The tasks ->
(1) Translate this sentence from the passage on silver halide photographic material into Spanish: "The emulsion is coated on a known support."
(2) In the passage on silver halide photographic material, recast the paragraph starting "The silver halide photographic material according to this invention may contain" as a short bulleted list that keeps its main facts.
(3) Pick up the passage on silver halide photographic material after its last sentence and continue it.
# start of Quoted passage
The silver halide photographic material according to this invention may contain those additives generally used in common photographic emulsions, such as stabilizers, antifoggants, covering power improving agents, film property improving agents, surface active agents, hardeners, matting agents, developing agents, etc. The emulsion is coated on a known support. Other hydrophilic colloid layers such as protective layer and undercoat may be applied.
The photographic material for use under room-light according to this invention is exposed to a light source rich in ultraviolet rays, which is used chiefly in printing field, such as, for example, mercury lamp, superhigh pressure mercury lamp, halide lamp, and the like.
The photographic material for use under room-light according to this invention can be handled safely under a bright room-light for an extended period of time either before or after the exposure to the said light source.
# end of Quoted passage
# start of Dataset extract
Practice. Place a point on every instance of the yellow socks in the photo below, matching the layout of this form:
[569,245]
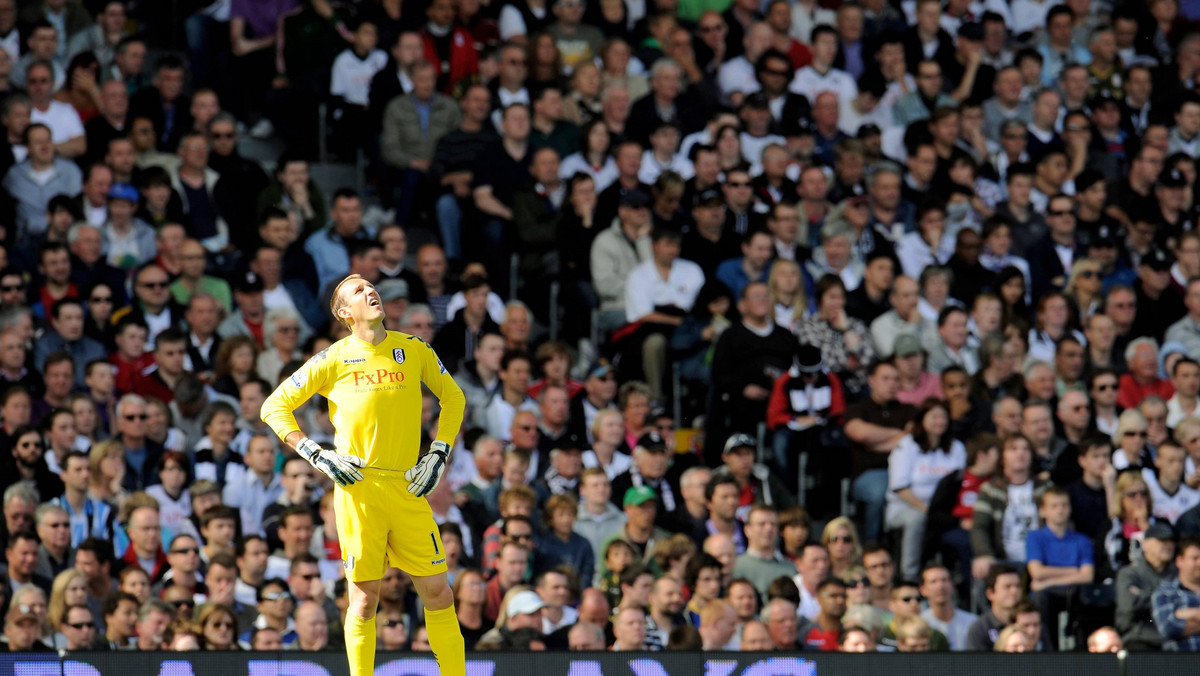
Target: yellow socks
[445,639]
[360,641]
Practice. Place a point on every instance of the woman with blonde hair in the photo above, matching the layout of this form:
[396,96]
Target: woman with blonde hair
[786,287]
[1083,288]
[672,555]
[609,435]
[840,538]
[234,364]
[33,598]
[502,617]
[1129,443]
[858,586]
[469,598]
[583,103]
[1012,639]
[69,588]
[107,462]
[1133,512]
[216,626]
[1187,434]
[281,335]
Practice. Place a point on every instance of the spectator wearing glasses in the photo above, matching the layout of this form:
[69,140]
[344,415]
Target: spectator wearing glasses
[77,628]
[120,614]
[154,617]
[54,554]
[275,609]
[1174,603]
[1143,380]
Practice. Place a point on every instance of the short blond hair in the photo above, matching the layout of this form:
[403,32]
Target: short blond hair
[336,303]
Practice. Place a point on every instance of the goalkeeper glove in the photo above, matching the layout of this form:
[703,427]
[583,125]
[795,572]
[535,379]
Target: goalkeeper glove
[424,476]
[342,467]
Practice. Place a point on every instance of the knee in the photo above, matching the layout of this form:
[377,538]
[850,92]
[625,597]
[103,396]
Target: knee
[363,602]
[439,599]
[655,345]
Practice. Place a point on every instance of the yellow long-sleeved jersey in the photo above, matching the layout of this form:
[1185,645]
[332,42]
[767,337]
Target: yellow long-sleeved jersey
[375,398]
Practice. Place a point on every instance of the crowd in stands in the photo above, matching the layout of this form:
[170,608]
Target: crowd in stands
[784,325]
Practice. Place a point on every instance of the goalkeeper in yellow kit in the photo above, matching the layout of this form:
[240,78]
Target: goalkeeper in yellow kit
[372,380]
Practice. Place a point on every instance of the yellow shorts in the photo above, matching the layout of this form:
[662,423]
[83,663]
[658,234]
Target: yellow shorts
[382,525]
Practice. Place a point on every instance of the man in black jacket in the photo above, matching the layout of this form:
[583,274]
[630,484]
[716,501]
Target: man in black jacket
[749,357]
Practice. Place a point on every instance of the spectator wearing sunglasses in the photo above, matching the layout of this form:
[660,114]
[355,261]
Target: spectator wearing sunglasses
[275,608]
[78,628]
[906,603]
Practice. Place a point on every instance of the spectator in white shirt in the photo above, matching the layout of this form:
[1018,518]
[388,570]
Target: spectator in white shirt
[736,77]
[915,467]
[658,293]
[258,488]
[1168,492]
[821,76]
[66,129]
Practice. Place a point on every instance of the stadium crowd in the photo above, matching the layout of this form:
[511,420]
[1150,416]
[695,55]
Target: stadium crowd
[918,282]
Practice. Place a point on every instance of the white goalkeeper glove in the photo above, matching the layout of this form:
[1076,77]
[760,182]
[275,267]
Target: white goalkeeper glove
[424,476]
[342,467]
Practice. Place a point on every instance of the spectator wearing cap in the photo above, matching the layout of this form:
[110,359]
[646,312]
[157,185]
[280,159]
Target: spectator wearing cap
[37,178]
[479,377]
[790,112]
[1187,259]
[641,508]
[457,339]
[736,77]
[66,334]
[1051,257]
[1173,203]
[1159,304]
[129,241]
[1137,582]
[561,545]
[921,103]
[967,73]
[747,360]
[803,402]
[1059,49]
[268,263]
[1091,192]
[1187,330]
[1175,604]
[652,459]
[658,293]
[762,562]
[412,127]
[1110,142]
[207,199]
[599,393]
[153,305]
[711,240]
[247,319]
[661,155]
[756,483]
[329,246]
[613,258]
[917,383]
[22,630]
[949,345]
[192,279]
[1186,135]
[1132,197]
[1115,269]
[667,101]
[759,130]
[821,75]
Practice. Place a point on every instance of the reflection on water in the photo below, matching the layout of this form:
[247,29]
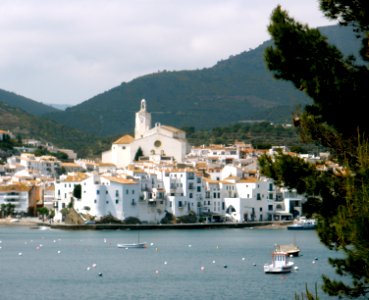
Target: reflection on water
[177,264]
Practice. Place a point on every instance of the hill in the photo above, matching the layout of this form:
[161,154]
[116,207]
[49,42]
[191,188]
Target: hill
[26,125]
[238,89]
[28,105]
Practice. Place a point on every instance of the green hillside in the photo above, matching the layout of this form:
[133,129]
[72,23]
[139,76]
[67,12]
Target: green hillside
[28,105]
[26,125]
[237,89]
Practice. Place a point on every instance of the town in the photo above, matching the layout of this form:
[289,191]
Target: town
[152,177]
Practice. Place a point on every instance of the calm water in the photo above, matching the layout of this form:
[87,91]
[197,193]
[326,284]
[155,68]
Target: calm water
[178,264]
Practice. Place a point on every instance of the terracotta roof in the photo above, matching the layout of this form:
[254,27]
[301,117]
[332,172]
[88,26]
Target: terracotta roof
[14,188]
[171,128]
[121,180]
[77,177]
[125,139]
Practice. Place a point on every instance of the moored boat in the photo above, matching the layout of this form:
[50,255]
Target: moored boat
[290,249]
[280,263]
[133,245]
[303,224]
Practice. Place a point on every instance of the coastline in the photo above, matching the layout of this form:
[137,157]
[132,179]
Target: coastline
[32,222]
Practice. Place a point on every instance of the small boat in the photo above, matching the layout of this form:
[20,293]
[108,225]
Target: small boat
[280,263]
[133,245]
[290,249]
[303,224]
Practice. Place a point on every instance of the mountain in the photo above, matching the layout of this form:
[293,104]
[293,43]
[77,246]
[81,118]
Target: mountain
[26,125]
[235,90]
[238,89]
[28,105]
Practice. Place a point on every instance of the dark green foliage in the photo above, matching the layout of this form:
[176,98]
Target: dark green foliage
[337,120]
[30,106]
[168,219]
[7,209]
[261,135]
[28,126]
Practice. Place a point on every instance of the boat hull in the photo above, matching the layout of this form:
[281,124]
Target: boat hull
[301,227]
[270,269]
[134,245]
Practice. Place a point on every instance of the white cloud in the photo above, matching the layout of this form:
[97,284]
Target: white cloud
[66,51]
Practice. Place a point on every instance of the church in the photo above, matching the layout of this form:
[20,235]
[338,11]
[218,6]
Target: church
[158,141]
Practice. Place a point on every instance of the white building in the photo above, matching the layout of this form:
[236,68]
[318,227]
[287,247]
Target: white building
[158,140]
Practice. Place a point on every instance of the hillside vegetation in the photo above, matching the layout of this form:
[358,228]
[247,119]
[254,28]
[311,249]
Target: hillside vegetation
[24,125]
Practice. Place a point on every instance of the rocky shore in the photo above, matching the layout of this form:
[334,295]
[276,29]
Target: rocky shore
[30,222]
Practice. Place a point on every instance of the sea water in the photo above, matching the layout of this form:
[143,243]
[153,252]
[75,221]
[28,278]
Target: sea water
[55,264]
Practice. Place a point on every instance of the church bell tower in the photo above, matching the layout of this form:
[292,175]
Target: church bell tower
[143,121]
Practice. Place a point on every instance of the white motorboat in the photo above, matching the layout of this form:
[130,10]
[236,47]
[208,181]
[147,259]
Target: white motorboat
[133,245]
[280,263]
[303,224]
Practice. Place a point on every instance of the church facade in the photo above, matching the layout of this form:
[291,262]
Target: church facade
[157,141]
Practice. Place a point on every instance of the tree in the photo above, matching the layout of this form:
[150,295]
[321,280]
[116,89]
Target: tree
[138,154]
[336,120]
[77,191]
[44,212]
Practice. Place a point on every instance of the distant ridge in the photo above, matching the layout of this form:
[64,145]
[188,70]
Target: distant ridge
[236,89]
[26,104]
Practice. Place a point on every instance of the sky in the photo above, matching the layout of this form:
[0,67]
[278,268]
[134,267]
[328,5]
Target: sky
[67,51]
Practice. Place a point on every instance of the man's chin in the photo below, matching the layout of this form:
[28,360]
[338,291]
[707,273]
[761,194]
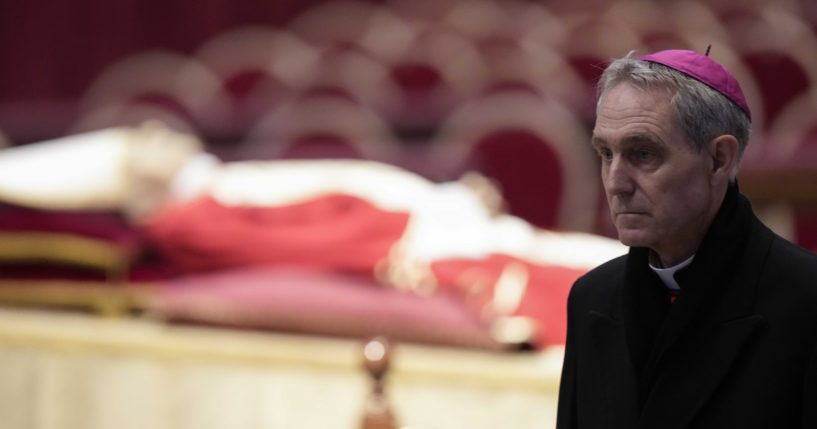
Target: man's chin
[633,238]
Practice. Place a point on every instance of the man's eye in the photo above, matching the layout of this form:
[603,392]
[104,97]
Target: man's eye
[643,155]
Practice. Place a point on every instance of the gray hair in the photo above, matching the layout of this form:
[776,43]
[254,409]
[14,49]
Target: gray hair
[702,113]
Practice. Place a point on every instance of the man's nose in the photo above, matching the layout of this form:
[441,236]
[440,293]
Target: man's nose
[617,178]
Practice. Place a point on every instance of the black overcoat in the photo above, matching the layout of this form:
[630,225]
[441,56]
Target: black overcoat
[738,349]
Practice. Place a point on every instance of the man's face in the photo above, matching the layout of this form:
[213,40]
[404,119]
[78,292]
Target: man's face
[658,187]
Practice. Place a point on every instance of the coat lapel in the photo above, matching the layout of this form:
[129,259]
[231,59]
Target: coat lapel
[688,380]
[617,387]
[707,328]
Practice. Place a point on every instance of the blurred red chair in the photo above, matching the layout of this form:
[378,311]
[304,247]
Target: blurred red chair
[175,89]
[513,64]
[320,125]
[333,23]
[4,141]
[537,152]
[258,67]
[435,73]
[591,42]
[778,48]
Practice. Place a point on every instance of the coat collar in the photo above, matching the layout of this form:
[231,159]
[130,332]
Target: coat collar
[663,362]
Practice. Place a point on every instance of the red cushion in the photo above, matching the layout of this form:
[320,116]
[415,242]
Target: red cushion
[324,303]
[337,232]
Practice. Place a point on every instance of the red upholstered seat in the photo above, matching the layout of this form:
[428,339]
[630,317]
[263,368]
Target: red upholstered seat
[522,162]
[535,150]
[325,122]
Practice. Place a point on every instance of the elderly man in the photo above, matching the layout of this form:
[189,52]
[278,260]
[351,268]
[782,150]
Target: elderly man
[710,320]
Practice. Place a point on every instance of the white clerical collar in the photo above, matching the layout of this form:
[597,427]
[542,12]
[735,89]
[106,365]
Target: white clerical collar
[667,275]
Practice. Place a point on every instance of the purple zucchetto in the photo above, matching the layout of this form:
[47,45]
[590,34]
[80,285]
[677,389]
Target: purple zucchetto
[704,69]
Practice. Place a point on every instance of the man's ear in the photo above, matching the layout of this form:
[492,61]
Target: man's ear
[725,153]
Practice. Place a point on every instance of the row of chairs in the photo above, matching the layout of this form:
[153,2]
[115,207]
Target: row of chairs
[415,65]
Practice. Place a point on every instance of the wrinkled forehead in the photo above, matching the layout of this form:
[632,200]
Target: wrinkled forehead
[630,112]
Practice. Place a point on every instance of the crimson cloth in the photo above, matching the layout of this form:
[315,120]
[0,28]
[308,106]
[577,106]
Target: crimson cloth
[333,232]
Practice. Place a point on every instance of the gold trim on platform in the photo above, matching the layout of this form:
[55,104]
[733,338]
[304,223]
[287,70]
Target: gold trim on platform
[76,333]
[63,248]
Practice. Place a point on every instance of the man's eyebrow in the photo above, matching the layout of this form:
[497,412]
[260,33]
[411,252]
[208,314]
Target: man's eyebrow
[596,142]
[642,138]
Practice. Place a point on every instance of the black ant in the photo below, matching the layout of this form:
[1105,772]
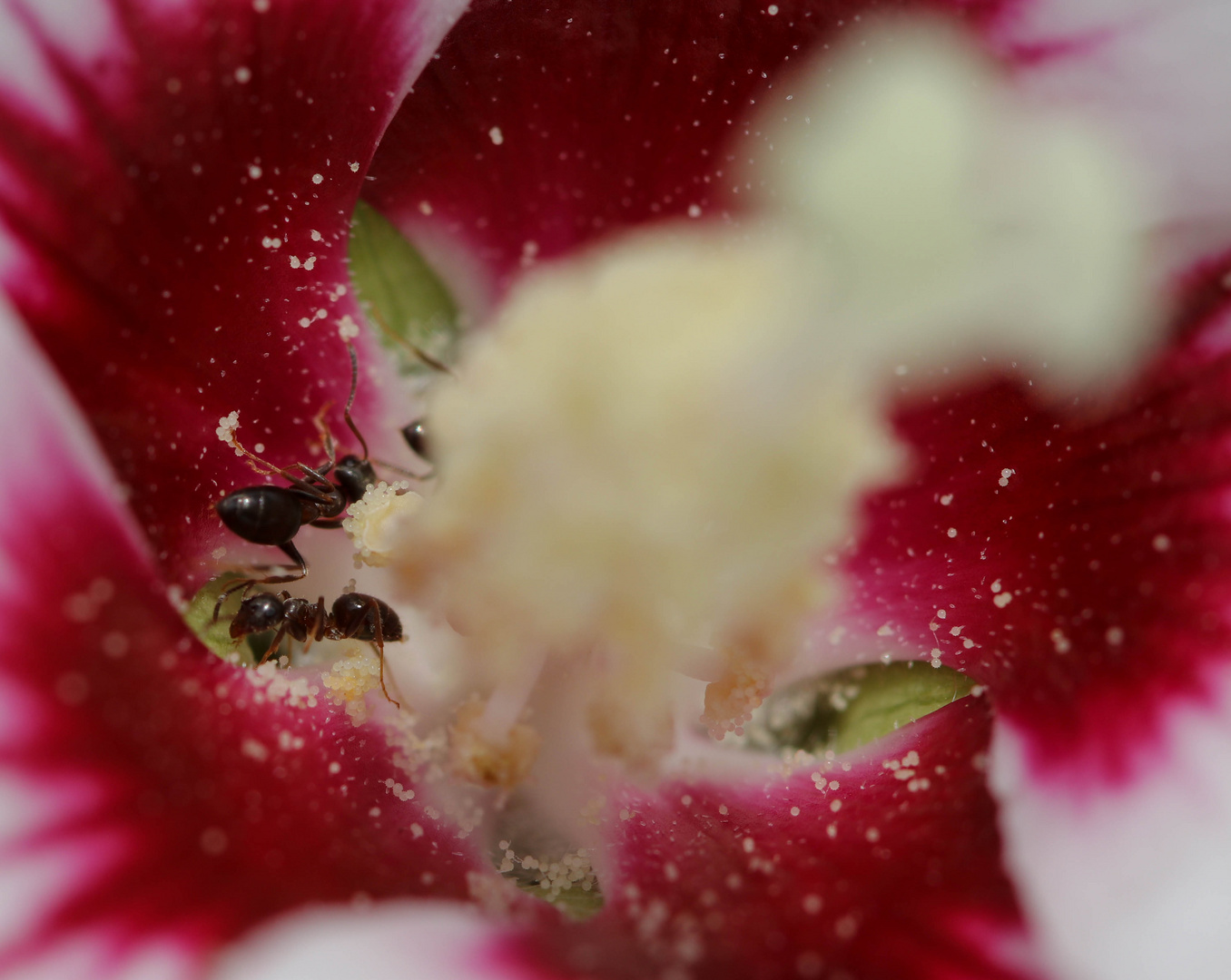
# end of Dataset extract
Expected outputs ->
(1) La emulsión se aplica sobre un soporte conocido.

(2)
- The material may contain additives common in photographic emulsions: stabilizers, antifoggants, covering power improving agents, film property improving agents, surface active agents, hardeners, matting agents and developing agents.
- The emulsion is coated on a known support.
- Other hydrophilic colloid layers, such as a protective layer and an undercoat, may be applied.

(3)
A silver chlorobromide emulsion containing 97 mole-% of silver chloride was prepared by the method of simultaneous mixing to obtain a monodisperse emulsion of 0.2 μm in average grain size. An inactive gelatin was used. To the resulting emulsion after desalting and redissolving, was added Pinacryptol Yellow (D-2), an organic desensitizer, in an amount of 500 mg per mole of silver halide, followed by a stabilizer, hardener, and surface active agent. The resulting emulsion was coated, together with a protective gelatin coating, on a polyester film base at a coverage of 5 g/m2 in terms of silver nitrate, and dried. A test specimen from the coated film was given a sensitometric exposure using a printer with a 1.5 kW superhigh pressure mercury lamp. The exposed specimen was developed in D-85 developer at 20°C for 2 minutes, then fixed and dried. The gradation gamma value (γ) was 4.4 and the fog density was 0.03. Another test specimen was exposed to about 500 lux room-light of free of ultraviolet rays, namely, under a fluorescent lamp FL 40SW NU (Toshiba), for 5 hours. The test specimen was then given a sensitometric exposure and developed in the same manner as described above. No change was observed in characteristics, that is, sensitivity, gradation, and fog. Another test specimen was sensitometrically exposed, then again exposed to the above UV-free room-light for 10 minutes, and developed. The sensitivity was 95% of the original value and no change was observed in gradation and fog.
For comparison, a reference emulsion was prepared by desalting the above emulsion, adding to the emulsion 5×10-5 mole of sodium thiosulfate per mole of silver halide, and chemically ripening the emulsion at pH 6.0 and 55°C for 30 minutes. Using the reference emulsion a test specimen was prepared in the same manner as described above. It showed a gamma value of 4.7 and a fog density of 0.05. The unexposed test specimen showed good stability to the above room-light, whereas after exposure it showed a sensitivity of 35% of the original value, as tested in the same manner as described above.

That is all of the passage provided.